##### The data #####

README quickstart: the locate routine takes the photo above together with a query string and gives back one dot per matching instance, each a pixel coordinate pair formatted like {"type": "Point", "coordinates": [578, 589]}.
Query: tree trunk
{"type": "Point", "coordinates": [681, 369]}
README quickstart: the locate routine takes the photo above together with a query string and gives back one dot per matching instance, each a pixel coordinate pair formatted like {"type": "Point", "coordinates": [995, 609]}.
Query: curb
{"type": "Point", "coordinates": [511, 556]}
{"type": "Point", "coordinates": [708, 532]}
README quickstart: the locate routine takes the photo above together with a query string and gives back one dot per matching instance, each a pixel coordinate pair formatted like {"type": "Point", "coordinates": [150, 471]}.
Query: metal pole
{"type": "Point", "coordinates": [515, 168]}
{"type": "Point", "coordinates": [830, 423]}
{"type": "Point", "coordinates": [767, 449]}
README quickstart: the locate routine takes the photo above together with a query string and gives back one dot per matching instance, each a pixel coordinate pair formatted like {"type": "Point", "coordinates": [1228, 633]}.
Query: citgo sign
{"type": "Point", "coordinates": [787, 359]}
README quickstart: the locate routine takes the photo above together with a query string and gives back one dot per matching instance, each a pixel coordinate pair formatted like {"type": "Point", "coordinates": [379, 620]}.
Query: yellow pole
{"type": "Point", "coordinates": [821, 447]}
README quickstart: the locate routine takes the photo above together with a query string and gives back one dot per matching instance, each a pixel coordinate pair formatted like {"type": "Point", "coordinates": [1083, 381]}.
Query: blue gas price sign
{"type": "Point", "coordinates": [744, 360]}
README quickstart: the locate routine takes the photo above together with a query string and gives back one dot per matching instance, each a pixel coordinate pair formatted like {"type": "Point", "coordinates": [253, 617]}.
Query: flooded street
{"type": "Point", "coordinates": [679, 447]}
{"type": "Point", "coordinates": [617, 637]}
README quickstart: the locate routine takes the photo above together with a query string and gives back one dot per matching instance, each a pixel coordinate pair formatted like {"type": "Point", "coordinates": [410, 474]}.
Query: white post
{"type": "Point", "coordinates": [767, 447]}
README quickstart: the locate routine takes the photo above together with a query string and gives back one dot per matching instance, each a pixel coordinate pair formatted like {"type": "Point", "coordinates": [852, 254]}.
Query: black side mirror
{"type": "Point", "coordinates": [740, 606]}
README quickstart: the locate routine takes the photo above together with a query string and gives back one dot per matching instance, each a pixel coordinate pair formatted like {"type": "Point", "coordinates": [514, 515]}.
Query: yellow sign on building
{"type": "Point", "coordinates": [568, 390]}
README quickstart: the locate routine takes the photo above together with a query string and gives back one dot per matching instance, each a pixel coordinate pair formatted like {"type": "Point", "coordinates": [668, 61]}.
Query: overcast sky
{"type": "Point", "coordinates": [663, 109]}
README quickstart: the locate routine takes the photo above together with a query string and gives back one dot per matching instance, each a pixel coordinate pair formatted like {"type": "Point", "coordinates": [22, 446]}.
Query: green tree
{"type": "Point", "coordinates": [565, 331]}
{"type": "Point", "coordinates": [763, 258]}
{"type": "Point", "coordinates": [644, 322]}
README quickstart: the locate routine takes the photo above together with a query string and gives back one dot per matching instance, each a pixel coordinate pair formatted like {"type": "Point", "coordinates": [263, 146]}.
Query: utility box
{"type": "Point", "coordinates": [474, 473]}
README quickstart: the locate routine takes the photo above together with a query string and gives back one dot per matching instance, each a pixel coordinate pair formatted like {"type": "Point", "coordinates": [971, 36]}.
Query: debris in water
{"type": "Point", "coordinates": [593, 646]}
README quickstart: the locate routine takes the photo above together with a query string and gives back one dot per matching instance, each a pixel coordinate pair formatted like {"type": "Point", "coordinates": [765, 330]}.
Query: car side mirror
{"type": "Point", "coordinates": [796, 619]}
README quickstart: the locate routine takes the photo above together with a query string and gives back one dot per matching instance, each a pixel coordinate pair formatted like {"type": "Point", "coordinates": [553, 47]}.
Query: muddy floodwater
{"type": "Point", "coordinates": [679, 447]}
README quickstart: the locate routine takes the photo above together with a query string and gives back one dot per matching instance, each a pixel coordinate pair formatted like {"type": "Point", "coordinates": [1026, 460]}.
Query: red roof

#####

• [Directions] The entries above are to be output exactly as they appear.

• [Written answer]
README quickstart: the locate routine takes the photo above together with a query string and gives back one dot per matching instance, each a pixel coordinate pair formatted like {"type": "Point", "coordinates": [578, 589]}.
Query: tree trunk
{"type": "Point", "coordinates": [681, 369]}
README quickstart: the locate routine takes the photo above together with a query string and gives back one dot per matching instance, each a pixel coordinate pair formatted like {"type": "Point", "coordinates": [995, 609]}.
Query: curb
{"type": "Point", "coordinates": [511, 556]}
{"type": "Point", "coordinates": [708, 532]}
README quickstart: the locate routine takes the photo above together with a query string and gives back one dot per matching instance, each a pixel coordinate pair formatted like {"type": "Point", "coordinates": [150, 471]}.
Query: metal pole
{"type": "Point", "coordinates": [515, 168]}
{"type": "Point", "coordinates": [830, 423]}
{"type": "Point", "coordinates": [767, 449]}
README quickstart: the locate routine takes the photo above together with a query string and gives back one dot per matching instance, each a pixel coordinate pair formatted like {"type": "Point", "coordinates": [1228, 633]}.
Query: citgo sign
{"type": "Point", "coordinates": [787, 359]}
README quickstart: the locate routine takes the photo above together with a query string and gives back one dot per matching instance, each a pixel coordinate pair formatted like {"type": "Point", "coordinates": [379, 620]}.
Query: yellow pole
{"type": "Point", "coordinates": [821, 447]}
README quickstart: the locate routine takes the photo above together with a query string and gives back one dot per matching instance, each a pixel coordinate pair formatted like {"type": "Point", "coordinates": [1083, 381]}.
Query: blue gas price sign
{"type": "Point", "coordinates": [744, 360]}
README quickstart: the locate routine takes the photo above together with a query string and gives back one dot per matching instance, each a pixel coordinate pair formatted like {"type": "Point", "coordinates": [253, 617]}.
Query: flooded street
{"type": "Point", "coordinates": [679, 447]}
{"type": "Point", "coordinates": [617, 637]}
README quickstart: the locate routine takes the photo above together with a query string and gives back one dot per matching instance, each a pixel coordinate pair formatted like {"type": "Point", "coordinates": [410, 474]}.
Query: white post
{"type": "Point", "coordinates": [767, 447]}
README quickstart: the locate routine takes the photo above together with a query string and gives back one dot per matching instance, each a pixel coordinate pair formatted like {"type": "Point", "coordinates": [852, 254]}.
Query: black side mirror
{"type": "Point", "coordinates": [740, 606]}
README quickstart: the locate routine takes the photo above together with a query string and gives back one dot per matching instance, each a pixel coordinate pair formatted like {"type": "Point", "coordinates": [514, 515]}.
Query: yellow sign on building
{"type": "Point", "coordinates": [568, 390]}
README quickstart: the locate routine takes the photo above together with a query string and gives back one dot per matching instance, each a pixel coordinate pair formatted like {"type": "Point", "coordinates": [668, 61]}.
Query: overcast sky
{"type": "Point", "coordinates": [663, 109]}
README quickstart: the locate routine takes the photo above together with a query string and gives back one dot per matching instance, each a pixel coordinate pair formatted like {"type": "Point", "coordinates": [22, 446]}.
Query: green tree
{"type": "Point", "coordinates": [565, 331]}
{"type": "Point", "coordinates": [763, 258]}
{"type": "Point", "coordinates": [644, 322]}
README quickstart: the locate routine takes the photo above together with a query string and gives back one dot per matching instance, each a pixel coordinate pair formatted like {"type": "Point", "coordinates": [263, 146]}.
Query: utility box
{"type": "Point", "coordinates": [474, 473]}
README quickstart: the locate routine takes the photo above together with a query string and gives back one dot per matching instance, each a pixel coordinate pair formatted like {"type": "Point", "coordinates": [971, 36]}.
Query: debris in water
{"type": "Point", "coordinates": [593, 646]}
README quickstart: the locate routine takes the photo above together with a query string and gives back one dot per matching instance, each a pixel coordinate pair formatted like {"type": "Point", "coordinates": [765, 330]}.
Query: car side mirror
{"type": "Point", "coordinates": [796, 619]}
README quickstart: the locate routine takes the photo above together with a query string and gives back one dot per matching instance, each a pixel coordinate pair formatted like {"type": "Point", "coordinates": [553, 47]}.
Query: muddy floodwater
{"type": "Point", "coordinates": [679, 447]}
README quickstart: the locate routine takes the photo above together with a query string and gives back one dot per matching instance, each a pixel coordinate pair formatted like {"type": "Point", "coordinates": [1026, 460]}.
Query: red roof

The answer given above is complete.